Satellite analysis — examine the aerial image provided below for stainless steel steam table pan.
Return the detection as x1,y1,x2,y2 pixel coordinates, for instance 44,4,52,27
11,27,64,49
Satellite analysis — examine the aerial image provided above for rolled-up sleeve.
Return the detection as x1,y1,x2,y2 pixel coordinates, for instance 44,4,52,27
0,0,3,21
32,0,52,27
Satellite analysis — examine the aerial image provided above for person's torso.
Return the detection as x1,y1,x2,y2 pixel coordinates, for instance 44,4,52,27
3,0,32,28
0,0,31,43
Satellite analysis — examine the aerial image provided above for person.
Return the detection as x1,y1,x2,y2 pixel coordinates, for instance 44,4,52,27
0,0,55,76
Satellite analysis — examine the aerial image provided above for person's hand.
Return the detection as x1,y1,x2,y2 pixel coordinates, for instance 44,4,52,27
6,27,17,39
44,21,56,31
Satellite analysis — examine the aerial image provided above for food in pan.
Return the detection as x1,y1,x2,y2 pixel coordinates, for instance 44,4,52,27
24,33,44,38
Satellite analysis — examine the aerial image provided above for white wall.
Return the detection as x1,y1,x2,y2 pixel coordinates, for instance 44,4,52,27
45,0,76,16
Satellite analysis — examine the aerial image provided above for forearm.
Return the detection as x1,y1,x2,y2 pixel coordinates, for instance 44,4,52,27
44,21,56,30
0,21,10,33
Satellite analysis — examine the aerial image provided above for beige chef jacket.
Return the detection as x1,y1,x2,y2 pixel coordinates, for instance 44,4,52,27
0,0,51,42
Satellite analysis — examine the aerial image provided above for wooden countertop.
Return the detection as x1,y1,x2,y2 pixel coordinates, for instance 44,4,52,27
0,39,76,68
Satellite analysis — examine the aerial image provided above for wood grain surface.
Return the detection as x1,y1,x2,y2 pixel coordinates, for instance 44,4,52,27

○ ○ ○ ○

● To be done
Retype the data above word for word, beginning with the line that contains "above for person." and ending with the last line of the data, both included.

● Problem solution
Satellite analysis — examine the aerial image provided above for person.
Return the detection as x1,y1,x2,y2 pixel coordinates, for instance 44,4,52,27
0,0,55,76
Satellite analysis — examine the aerial image provided above for person's hand.
Return the detection as x1,y1,x2,y2 pixel coordinates, for instance 44,4,52,27
6,27,17,39
44,21,56,31
Satellite analysis — examine the aerial image provided above for food in pan.
Return the detection as x1,y1,x2,y2 pixel coordinates, for instance 44,4,52,27
24,33,44,38
Satellite analysis — examine the aerial image provided above for white wall.
Return the detection as x1,y1,x2,y2 pixel coordinates, for instance 44,4,52,27
45,0,76,16
Satellite analysis — examine the aerial image provided above for forearm.
Return the detection as x1,y1,x2,y2 pixel coordinates, for instance 44,4,52,27
44,21,56,30
0,21,10,33
Satellite analysis — examine the aerial image provided above for beige chef jacket.
Return the detection as x1,y1,x2,y2 pixel coordinates, for instance 44,4,52,27
0,0,51,42
Satellite analysis — examine the aerial image provided above for wooden countertop.
Return the detection as x1,y1,x2,y2 pixel coordinates, for instance 44,4,52,27
0,39,76,68
Satellite analysis — examine the aerial image provided above for wood grain surface.
Return the detection as x1,y1,x2,y2 pixel coordinates, for instance 44,4,52,27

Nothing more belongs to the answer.